### Required tasks
1) Answer these questions about the FIGS stock article:
(a) What net revenue growth does FIGS expect for fiscal 2026?
(b) To what price target did Telsey Advisory raise its target, and from what level?
(c) What is the average 12-month price target, and how many analyst reports is it based on?
2) Revise the FIGS stock article's passage starting at "Strong earnings have" and ending at "set by KeyCorp.", putting "driver" in place of "catalyst".

### Document passage
________
Earnings and Outlook Spark Analyst Support

FIGS issued an upbeat outlook for the year ahead, forecasting continued demand supported in part by growth in healthcare employment. The company highlighted plans to expand into new international markets, prioritize growth opportunities across its businesses, and continue its share buyback program. For fiscal 2026, FIGS expects net revenue to grow 10%–12%, with improved profitability targets.

Analysts reacted positively to the results and guidance. Barclays upgraded to Strong Buy from Hold, KeyCorp moved to Overweight from Sector Weight with a $17 price target, and Goldman Sachs shifted its rating to Hold from Strong Sell. BTIG reiterated a Buy rating with a $15 target, and Telsey Advisory raised its target to $15 from $9.

FIGS Stock Pushes Past Price Targets

Strong earnings have been the primary catalyst behind FIGS' move to four-year highs. Shares began climbing before the Q4 report, jumping nearly 14% in the session ahead of the release, and the rally intensified after the results. The stock surged 24% on the first trading day following the report and added another 10% the next day. As of March 4, the stock was trading above $17, roughly 30% above the average 12-month price target of $12.25 based on 10 analyst reports. That level is more than double Morgan Stanley's $8 target issued in January and sits above even the highest target of $17 set by KeyCorp.

The gap between bullish analyst commentary and comparatively modest price targets suggests analysts like the company's improving fundamentals but remain cautious about valuation. At current levels, shares trade at a price-to-earnings ratio near 90, implying much of FIGS' expected growth may already be priced in. Investors are clearly rewarding the company's turnaround, but skepticism remains about whether the stock can sustain this pace or if a pullback could be ahead.
________
[Saved data entries]
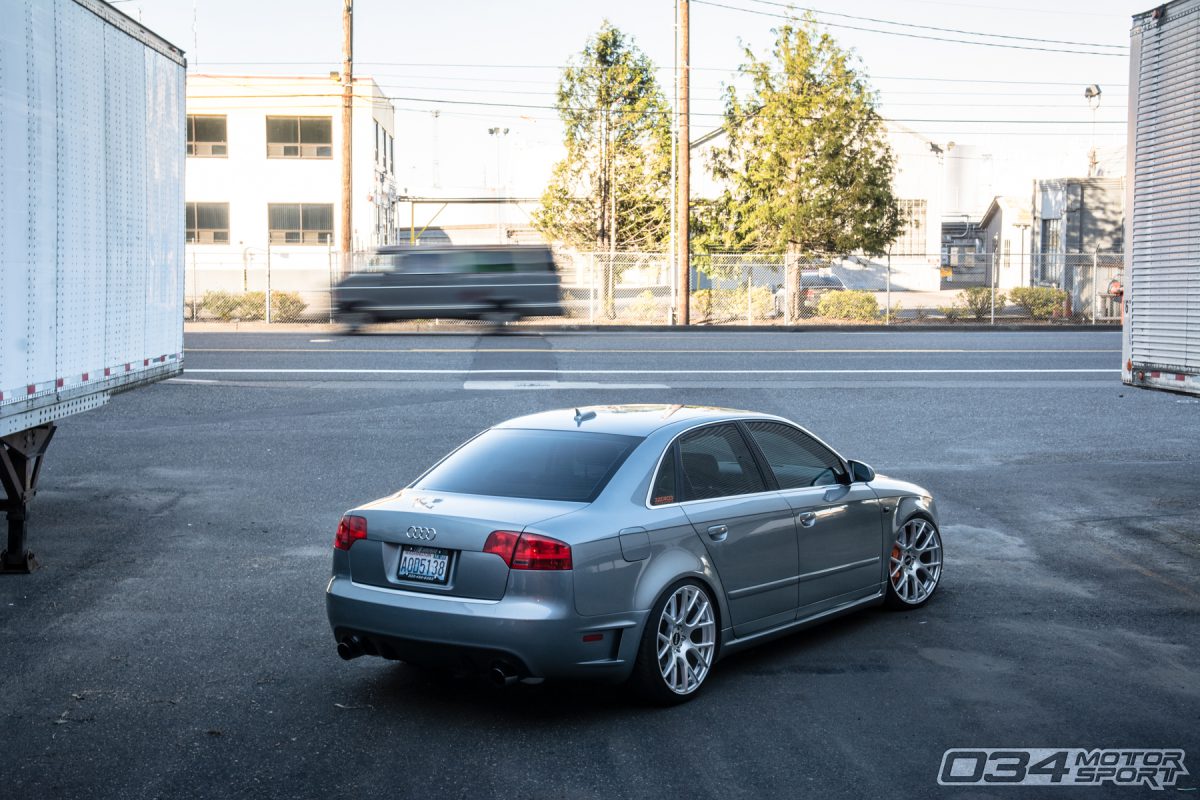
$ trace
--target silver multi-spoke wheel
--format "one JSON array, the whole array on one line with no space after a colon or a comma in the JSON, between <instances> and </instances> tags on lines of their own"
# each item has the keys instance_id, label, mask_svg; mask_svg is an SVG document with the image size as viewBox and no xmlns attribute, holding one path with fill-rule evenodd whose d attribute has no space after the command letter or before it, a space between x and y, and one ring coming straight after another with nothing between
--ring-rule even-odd
<instances>
[{"instance_id":1,"label":"silver multi-spoke wheel","mask_svg":"<svg viewBox=\"0 0 1200 800\"><path fill-rule=\"evenodd\" d=\"M890 595L904 606L920 606L942 577L942 537L934 523L913 517L896 531L888 559Z\"/></svg>"},{"instance_id":2,"label":"silver multi-spoke wheel","mask_svg":"<svg viewBox=\"0 0 1200 800\"><path fill-rule=\"evenodd\" d=\"M716 619L708 595L696 585L674 590L659 615L656 652L659 674L677 694L696 691L713 666Z\"/></svg>"}]
</instances>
________
### Answers to the problems
1)
(a) 10%–12%
(b) $15, from $9
(c) $12.25, based on 10 analyst reports

2)
Strong earnings have been the primary driver behind FIGS' move to four-year highs. Shares began climbing before the Q4 report, jumping nearly 14% in the session ahead of the release, and the rally intensified after the results. The stock surged 24% on the first trading day following the report and added another 10% the next day. As of March 4, the stock was trading above $17, roughly 30% above the average 12-month price target of $12.25 based on 10 analyst reports. That level is more than double Morgan Stanley's $8 target issued in January and sits above even the highest target of $17 set by KeyCorp.